## TASK GOAL
Find every line in the records that contains the string "trim", matching its case exactly, and copy each of those lines.

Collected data
|---|

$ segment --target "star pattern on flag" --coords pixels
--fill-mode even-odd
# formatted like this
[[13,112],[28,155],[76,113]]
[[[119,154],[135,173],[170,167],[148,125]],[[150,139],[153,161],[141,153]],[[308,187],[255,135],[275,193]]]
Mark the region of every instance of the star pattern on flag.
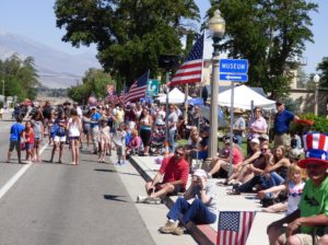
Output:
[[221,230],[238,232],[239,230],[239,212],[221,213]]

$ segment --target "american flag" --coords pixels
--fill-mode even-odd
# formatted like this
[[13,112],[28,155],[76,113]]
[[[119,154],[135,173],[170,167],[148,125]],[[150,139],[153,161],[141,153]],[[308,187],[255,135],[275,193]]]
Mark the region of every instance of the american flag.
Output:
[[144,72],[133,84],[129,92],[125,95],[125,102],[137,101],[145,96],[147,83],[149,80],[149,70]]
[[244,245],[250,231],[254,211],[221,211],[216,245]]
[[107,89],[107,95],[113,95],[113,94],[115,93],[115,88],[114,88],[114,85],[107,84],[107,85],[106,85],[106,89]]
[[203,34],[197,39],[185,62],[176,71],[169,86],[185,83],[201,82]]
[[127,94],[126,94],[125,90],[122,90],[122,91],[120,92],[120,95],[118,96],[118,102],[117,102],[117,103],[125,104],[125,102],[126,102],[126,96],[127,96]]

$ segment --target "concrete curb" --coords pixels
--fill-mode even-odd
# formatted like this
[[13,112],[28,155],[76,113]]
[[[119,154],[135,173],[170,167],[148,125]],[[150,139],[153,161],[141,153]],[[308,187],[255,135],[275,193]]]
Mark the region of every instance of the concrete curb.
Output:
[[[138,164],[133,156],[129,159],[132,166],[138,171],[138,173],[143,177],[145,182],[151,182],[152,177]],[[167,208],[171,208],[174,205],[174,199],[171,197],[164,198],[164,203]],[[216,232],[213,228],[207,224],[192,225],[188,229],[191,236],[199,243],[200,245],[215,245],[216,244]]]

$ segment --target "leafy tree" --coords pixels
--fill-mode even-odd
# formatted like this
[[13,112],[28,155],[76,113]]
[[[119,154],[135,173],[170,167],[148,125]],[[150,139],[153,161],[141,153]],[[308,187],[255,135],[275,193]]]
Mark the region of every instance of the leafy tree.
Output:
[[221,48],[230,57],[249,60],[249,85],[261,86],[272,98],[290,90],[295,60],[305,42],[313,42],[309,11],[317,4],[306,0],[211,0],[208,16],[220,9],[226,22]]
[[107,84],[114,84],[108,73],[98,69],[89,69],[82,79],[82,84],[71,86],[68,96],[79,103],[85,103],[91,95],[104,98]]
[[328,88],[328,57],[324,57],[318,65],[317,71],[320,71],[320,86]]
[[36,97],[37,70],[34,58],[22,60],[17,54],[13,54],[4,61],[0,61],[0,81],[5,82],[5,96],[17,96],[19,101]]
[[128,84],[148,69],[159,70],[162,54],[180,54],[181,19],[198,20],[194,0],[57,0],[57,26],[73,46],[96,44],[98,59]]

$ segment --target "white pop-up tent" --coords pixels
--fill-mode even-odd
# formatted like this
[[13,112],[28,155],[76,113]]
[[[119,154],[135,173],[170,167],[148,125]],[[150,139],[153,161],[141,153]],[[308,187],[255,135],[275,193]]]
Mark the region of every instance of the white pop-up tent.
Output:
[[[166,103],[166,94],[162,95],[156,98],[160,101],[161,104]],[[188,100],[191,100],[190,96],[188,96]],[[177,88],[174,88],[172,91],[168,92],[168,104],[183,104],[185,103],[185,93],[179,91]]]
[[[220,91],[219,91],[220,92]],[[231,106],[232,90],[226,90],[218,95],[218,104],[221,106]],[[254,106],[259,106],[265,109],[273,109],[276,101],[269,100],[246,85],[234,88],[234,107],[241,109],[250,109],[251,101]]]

|---|

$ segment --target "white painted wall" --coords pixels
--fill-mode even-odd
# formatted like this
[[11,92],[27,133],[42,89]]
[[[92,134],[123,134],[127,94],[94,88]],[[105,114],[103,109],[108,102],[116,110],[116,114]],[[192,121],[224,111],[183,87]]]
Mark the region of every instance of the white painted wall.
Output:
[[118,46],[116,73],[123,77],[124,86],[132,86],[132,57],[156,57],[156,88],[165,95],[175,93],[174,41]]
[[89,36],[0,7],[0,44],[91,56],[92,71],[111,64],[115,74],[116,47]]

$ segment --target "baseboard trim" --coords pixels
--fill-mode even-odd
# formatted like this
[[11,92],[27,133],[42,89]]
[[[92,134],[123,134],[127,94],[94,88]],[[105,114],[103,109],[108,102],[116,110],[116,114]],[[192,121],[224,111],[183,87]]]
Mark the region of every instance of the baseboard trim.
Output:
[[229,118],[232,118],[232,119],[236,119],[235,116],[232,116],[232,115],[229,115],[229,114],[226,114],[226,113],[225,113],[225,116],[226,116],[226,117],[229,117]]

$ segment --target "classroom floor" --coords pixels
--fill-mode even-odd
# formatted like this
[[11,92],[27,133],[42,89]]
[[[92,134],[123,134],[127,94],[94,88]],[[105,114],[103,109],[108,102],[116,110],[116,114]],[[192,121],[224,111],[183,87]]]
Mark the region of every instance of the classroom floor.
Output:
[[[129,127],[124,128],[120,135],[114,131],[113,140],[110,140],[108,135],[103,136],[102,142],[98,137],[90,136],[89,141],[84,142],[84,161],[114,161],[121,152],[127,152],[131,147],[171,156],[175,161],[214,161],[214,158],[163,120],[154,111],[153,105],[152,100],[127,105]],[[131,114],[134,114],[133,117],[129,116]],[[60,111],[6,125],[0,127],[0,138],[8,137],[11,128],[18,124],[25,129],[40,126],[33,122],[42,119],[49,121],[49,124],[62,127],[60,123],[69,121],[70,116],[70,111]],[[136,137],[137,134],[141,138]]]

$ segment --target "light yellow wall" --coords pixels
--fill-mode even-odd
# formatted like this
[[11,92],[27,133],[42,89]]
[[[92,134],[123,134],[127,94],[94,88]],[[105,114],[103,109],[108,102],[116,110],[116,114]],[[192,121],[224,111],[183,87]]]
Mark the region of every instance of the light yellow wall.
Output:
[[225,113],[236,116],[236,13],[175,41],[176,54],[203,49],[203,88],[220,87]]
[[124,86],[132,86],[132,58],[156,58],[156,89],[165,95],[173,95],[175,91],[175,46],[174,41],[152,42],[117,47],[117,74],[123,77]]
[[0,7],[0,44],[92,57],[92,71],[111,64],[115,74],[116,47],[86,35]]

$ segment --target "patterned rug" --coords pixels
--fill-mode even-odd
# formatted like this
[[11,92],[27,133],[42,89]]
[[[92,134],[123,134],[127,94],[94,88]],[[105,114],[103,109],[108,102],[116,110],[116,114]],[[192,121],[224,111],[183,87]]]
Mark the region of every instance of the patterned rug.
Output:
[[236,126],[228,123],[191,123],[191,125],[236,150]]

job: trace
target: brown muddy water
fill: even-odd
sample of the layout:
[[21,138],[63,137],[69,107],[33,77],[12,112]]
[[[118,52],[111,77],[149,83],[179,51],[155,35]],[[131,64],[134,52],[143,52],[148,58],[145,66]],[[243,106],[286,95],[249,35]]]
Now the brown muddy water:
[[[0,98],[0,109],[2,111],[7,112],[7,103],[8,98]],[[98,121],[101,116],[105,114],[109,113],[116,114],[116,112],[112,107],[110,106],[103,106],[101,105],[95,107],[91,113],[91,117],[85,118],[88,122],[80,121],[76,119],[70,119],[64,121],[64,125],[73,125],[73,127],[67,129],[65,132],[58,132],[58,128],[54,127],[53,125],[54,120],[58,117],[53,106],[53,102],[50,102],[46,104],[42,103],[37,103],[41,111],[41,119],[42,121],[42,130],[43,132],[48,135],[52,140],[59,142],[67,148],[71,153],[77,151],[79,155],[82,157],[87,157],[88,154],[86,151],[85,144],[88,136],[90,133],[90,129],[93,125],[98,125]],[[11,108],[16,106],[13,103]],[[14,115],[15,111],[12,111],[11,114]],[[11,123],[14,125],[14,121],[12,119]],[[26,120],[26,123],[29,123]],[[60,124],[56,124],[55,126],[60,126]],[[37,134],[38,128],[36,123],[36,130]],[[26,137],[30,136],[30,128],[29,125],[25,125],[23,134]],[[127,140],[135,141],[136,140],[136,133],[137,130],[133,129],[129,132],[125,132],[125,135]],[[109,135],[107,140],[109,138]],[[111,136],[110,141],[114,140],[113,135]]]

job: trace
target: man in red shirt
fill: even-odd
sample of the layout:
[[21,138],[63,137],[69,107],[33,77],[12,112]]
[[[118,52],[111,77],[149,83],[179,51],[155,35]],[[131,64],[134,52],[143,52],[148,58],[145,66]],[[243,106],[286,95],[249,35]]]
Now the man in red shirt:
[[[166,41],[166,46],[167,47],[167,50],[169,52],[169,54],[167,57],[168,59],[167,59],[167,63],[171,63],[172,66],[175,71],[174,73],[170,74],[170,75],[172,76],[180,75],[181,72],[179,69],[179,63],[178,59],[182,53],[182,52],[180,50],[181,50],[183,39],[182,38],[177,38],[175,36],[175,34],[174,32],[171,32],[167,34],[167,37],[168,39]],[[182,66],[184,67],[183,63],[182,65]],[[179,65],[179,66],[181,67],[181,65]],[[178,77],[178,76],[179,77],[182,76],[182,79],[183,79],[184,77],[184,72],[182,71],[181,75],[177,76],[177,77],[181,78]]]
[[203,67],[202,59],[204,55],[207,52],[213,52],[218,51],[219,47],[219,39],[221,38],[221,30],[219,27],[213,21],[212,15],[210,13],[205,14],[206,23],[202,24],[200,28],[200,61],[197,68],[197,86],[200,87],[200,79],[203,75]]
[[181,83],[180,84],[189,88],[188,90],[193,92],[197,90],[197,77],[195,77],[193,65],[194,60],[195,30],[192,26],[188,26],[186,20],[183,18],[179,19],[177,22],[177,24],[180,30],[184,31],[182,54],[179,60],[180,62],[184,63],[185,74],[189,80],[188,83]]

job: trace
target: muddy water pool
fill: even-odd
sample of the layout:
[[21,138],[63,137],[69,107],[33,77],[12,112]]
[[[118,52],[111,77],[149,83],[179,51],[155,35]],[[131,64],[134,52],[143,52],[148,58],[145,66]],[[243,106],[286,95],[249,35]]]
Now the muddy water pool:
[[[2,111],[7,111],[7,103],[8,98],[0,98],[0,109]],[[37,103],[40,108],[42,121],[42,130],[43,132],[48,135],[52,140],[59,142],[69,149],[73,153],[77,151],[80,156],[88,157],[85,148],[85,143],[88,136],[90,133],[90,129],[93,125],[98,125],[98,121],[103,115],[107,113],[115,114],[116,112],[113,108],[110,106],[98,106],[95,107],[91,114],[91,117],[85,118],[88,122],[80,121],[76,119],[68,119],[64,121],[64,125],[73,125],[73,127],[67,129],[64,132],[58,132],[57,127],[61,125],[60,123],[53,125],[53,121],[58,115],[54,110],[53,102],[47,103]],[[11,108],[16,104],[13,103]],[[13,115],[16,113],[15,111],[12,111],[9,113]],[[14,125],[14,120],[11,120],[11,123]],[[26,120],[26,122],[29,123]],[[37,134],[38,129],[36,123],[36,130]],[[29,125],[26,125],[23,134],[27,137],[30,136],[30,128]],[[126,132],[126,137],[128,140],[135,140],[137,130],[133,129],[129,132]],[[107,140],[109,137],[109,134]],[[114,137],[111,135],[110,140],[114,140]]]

|---|

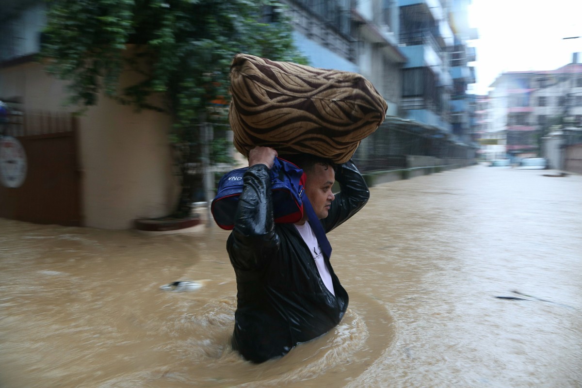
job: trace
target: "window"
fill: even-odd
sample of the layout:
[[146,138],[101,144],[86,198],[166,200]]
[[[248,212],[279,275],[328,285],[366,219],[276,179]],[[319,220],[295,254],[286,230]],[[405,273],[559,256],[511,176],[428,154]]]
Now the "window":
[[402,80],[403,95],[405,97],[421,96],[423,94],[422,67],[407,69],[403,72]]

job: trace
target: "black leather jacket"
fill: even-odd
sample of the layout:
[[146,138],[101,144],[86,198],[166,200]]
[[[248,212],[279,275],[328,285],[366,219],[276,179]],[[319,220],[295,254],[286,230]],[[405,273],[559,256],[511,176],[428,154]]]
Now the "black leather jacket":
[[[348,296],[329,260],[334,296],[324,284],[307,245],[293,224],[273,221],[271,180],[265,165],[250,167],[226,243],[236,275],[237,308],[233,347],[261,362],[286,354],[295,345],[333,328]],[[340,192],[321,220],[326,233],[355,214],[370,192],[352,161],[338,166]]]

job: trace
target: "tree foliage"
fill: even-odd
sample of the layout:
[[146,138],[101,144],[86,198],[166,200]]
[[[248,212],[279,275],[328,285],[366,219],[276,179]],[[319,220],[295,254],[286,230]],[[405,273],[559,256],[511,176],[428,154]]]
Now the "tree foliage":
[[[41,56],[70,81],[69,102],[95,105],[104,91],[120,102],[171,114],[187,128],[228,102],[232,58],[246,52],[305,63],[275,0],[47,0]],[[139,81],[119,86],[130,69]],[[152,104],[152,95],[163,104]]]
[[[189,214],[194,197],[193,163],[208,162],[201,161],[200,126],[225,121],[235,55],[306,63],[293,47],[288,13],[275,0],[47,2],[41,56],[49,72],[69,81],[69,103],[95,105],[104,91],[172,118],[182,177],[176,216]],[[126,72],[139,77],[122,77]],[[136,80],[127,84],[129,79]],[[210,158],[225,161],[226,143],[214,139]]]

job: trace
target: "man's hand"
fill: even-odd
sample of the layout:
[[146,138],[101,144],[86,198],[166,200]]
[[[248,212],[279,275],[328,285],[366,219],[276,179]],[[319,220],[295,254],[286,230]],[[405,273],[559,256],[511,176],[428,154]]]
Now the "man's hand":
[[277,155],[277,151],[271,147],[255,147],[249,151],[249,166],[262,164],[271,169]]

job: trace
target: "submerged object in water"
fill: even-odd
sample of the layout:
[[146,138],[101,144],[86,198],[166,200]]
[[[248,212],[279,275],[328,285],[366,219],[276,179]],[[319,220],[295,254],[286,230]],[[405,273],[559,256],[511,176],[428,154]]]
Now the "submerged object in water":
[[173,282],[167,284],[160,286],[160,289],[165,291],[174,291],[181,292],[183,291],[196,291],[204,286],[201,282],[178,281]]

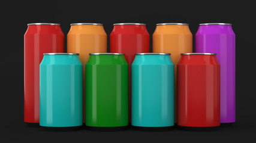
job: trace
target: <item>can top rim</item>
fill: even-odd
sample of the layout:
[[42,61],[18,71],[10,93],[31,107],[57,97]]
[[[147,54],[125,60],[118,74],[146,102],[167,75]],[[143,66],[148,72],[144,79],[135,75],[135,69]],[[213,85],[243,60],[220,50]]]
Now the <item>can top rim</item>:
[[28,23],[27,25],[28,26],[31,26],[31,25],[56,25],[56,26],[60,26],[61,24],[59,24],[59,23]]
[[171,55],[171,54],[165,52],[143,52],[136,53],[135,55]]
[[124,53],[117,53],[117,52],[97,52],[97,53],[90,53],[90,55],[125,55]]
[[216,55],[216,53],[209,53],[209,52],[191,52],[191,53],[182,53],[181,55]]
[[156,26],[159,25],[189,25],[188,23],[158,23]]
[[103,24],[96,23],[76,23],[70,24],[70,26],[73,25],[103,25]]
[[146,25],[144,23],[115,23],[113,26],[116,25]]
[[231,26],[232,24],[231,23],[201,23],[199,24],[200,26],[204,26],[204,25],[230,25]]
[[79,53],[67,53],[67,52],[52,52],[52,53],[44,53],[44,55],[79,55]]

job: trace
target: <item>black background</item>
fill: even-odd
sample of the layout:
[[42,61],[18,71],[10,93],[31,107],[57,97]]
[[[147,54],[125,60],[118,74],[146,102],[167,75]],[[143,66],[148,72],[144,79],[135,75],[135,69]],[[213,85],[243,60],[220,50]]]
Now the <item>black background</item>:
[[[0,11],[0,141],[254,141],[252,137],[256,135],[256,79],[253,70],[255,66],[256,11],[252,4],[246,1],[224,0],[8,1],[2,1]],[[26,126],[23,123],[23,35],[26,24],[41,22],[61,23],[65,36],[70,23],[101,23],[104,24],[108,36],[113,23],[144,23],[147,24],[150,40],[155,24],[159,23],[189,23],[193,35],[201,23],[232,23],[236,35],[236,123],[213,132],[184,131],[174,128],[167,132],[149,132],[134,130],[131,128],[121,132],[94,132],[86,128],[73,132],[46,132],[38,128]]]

|---|

## CORRECT RESPONSE
$ segment --target "baseboard trim" --coords pixels
Mark the region of every instance of the baseboard trim.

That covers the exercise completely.